[DESCRIPTION OF THE TASK]
Give a verbatim quotation of every record.

**** TASK MATERIAL ****

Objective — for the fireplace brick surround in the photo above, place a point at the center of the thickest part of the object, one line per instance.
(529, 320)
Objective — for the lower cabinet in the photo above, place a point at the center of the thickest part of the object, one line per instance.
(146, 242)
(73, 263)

****

[RESULT FOR THIS TASK]
Objective — for the fireplace brick surround in the photo above, place a point at the center of the thickest part of the object, one line per instance.
(529, 320)
Objective — for the lower cabinet in the photo above, place a point at the center of the thickest part of the object, one line per instance.
(146, 242)
(73, 263)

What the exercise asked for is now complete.